### Stored data entries:

◇ ◇ ◇

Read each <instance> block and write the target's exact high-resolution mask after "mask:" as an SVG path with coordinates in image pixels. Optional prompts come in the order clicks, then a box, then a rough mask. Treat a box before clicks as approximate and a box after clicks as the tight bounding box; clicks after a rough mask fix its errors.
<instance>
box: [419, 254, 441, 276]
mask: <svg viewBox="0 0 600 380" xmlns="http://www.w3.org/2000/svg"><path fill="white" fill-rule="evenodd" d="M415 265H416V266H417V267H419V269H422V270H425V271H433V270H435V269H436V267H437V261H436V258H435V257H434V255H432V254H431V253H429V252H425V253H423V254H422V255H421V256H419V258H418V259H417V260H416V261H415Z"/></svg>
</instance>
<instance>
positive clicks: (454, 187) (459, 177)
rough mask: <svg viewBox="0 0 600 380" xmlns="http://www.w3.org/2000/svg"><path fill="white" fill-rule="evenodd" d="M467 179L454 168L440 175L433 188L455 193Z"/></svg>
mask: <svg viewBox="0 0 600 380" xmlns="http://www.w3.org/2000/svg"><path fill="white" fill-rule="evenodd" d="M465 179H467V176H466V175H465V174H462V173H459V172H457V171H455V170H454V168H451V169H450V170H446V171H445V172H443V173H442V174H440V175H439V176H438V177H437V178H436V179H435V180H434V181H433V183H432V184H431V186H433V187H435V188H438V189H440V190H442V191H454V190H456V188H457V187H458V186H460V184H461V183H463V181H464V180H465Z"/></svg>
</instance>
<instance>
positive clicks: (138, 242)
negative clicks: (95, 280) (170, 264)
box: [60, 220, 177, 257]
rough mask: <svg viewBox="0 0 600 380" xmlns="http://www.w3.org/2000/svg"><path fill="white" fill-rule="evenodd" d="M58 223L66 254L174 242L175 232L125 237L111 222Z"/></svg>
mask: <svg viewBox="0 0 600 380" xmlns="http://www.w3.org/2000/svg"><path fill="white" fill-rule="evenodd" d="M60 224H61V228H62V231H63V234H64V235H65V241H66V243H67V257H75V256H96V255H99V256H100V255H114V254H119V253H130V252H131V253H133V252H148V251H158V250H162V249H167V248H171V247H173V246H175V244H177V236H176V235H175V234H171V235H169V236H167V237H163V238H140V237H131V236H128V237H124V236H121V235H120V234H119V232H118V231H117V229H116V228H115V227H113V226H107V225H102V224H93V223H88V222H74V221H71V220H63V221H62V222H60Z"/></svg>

◇ ◇ ◇

Retype each entry exactly.

### Reply to the exercise:
Read each <instance> block and write the target's exact high-resolution mask after "mask:" as an SVG path with coordinates in image pixels. Optional prompts come in the order clicks, then a box, then a rough mask. Treat a box before clicks as approximate and a box after clicks as the tight bounding box; clicks after a rough mask fix its errors.
<instance>
box: [419, 254, 441, 276]
mask: <svg viewBox="0 0 600 380" xmlns="http://www.w3.org/2000/svg"><path fill="white" fill-rule="evenodd" d="M415 265H416V266H417V267H419V269H422V270H425V271H433V270H435V269H436V267H437V261H436V258H435V257H434V255H432V254H431V253H429V252H425V253H423V254H422V255H421V256H419V258H418V259H417V260H416V261H415Z"/></svg>
</instance>
<instance>
positive clicks: (454, 187) (459, 177)
rough mask: <svg viewBox="0 0 600 380" xmlns="http://www.w3.org/2000/svg"><path fill="white" fill-rule="evenodd" d="M467 179L454 168L440 175L433 188L455 193Z"/></svg>
mask: <svg viewBox="0 0 600 380" xmlns="http://www.w3.org/2000/svg"><path fill="white" fill-rule="evenodd" d="M465 179H467V176H466V175H465V174H462V173H459V172H457V171H455V170H454V168H451V169H450V170H446V171H445V172H443V173H442V174H440V175H439V176H438V177H437V178H436V179H435V180H434V181H433V183H432V184H431V186H433V187H435V188H438V189H440V190H442V191H454V190H456V188H457V187H458V186H460V184H461V183H463V181H464V180H465Z"/></svg>
</instance>
<instance>
positive clicks: (138, 242)
negative clicks: (95, 280) (170, 264)
box: [60, 220, 177, 257]
rough mask: <svg viewBox="0 0 600 380" xmlns="http://www.w3.org/2000/svg"><path fill="white" fill-rule="evenodd" d="M58 223L66 254L174 242L175 232L125 237L111 222Z"/></svg>
mask: <svg viewBox="0 0 600 380" xmlns="http://www.w3.org/2000/svg"><path fill="white" fill-rule="evenodd" d="M60 224H61V228H62V231H63V234H64V235H65V241H66V243H67V257H75V256H96V255H99V256H100V255H114V254H119V253H130V252H131V253H133V252H148V251H158V250H162V249H167V248H171V247H173V246H175V244H177V236H176V235H175V234H171V235H169V236H167V237H163V238H140V237H131V236H128V237H124V236H121V235H120V234H119V232H118V231H117V229H116V228H115V227H113V226H107V225H102V224H93V223H88V222H74V221H71V220H63V221H62V222H60Z"/></svg>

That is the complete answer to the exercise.